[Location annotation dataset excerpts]

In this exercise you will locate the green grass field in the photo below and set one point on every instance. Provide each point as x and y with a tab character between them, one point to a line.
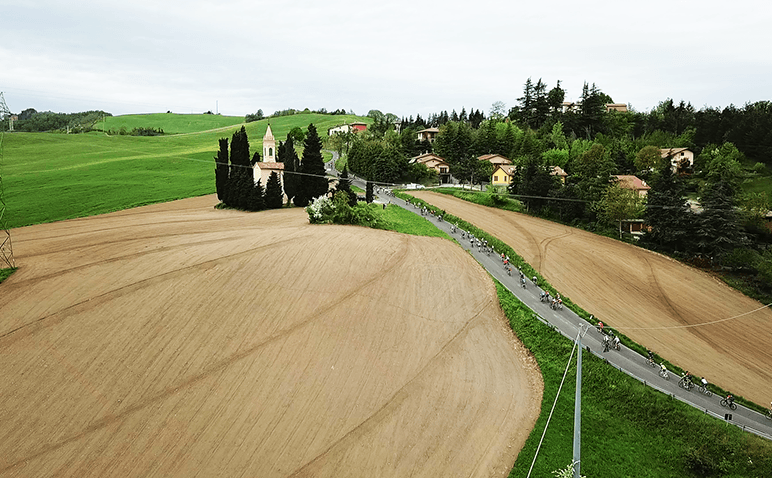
170	123
50	177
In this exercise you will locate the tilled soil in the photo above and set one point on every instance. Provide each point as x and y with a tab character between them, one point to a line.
179	340
687	316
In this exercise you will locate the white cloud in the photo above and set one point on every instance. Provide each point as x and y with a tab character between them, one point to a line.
406	57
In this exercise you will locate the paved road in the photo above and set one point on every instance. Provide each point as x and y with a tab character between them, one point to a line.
567	323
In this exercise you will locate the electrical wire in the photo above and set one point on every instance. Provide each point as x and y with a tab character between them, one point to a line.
565	373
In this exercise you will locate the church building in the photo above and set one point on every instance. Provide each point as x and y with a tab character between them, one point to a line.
263	169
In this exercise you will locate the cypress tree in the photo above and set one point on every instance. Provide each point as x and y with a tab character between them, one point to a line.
256	201
240	171
273	193
221	169
667	213
289	157
369	192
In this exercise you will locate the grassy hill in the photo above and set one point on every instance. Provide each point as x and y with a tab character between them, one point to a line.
49	177
171	123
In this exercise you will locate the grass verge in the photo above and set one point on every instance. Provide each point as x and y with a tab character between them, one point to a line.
5	273
628	429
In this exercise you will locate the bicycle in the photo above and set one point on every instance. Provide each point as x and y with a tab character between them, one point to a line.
726	403
686	383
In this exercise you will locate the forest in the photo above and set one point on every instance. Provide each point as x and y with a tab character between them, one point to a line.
701	213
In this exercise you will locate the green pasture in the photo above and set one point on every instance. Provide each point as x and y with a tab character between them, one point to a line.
170	123
50	177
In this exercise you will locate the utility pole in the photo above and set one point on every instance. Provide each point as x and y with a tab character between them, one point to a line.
578	403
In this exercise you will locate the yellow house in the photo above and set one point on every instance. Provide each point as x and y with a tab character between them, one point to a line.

### The request
Output the material word for word, omitting its pictures.

### Solution for this problem
In this exercise you will locate the green grass field in the photo below and set one point on every instance. Provide each point as x and y with a tab character between them, one point to a line.
170	123
50	177
In this exercise you will locate the tilled soil in the photo above and set one point on every instance. Provide each point as x and y with a tab character between them, one point to a line.
179	340
687	316
In this exercise you will locate the white cloud in the photo above and set one point on every instance. Provide each point as x and y with a tab character between them, one point to a line.
406	57
In this exercise you will locate the paved road in the photo above and set one point on every instance. Provide each point as x and y with a tab character between them, one point to a line.
567	323
In this exercise you will locate the electrical wire in the photo above and set one point on every instance. Provide each point as x and y with a tab character between them, one point to a line.
565	373
In this exercise you will locate the church building in the photo above and set one point on every instance. Provide each point as x and y with a tab character between them, one point to a line.
263	169
In this exercise you will locate the cypress tree in the photo above and set one point on every instance. Provide each point as x and y with a tab character between them, one point to a line.
256	201
240	171
273	193
221	169
667	213
289	157
369	192
In this exercise you will locate the grassy hill in the photo above and set one point on every instance. Provide each point as x and y with a tab character between them, one point to a line.
49	177
171	123
In this exercise you will locate the grass verge in the photo above and set one point on every instance. Provide each point as x and y with a tab character between them, one point to a line.
5	273
628	429
In this exercise you will locate the bicycle in the photo above and set one point on every instance. Provide each point as x and y with a tab character between them, one point to a line.
726	403
686	383
In this exercise you will locate the forest in the photo above and set one point on every instance. Provide each point as x and y with a tab character between them, one point to a line.
701	213
In this exercise you will locate the green pasture in the photo above and set one point on every instance. Provide each point as x and y with a tab character between them, one point to a line.
170	123
50	177
In this exercise you will locate the utility pole in the photo above and set one point on every instance. Provide each point as x and y with a tab character between them, one point to a line.
578	403
In this exercise you will locate the yellow house in the photo above and set one point on every instance. Provide each point as x and y with a tab character between them, one point to a line.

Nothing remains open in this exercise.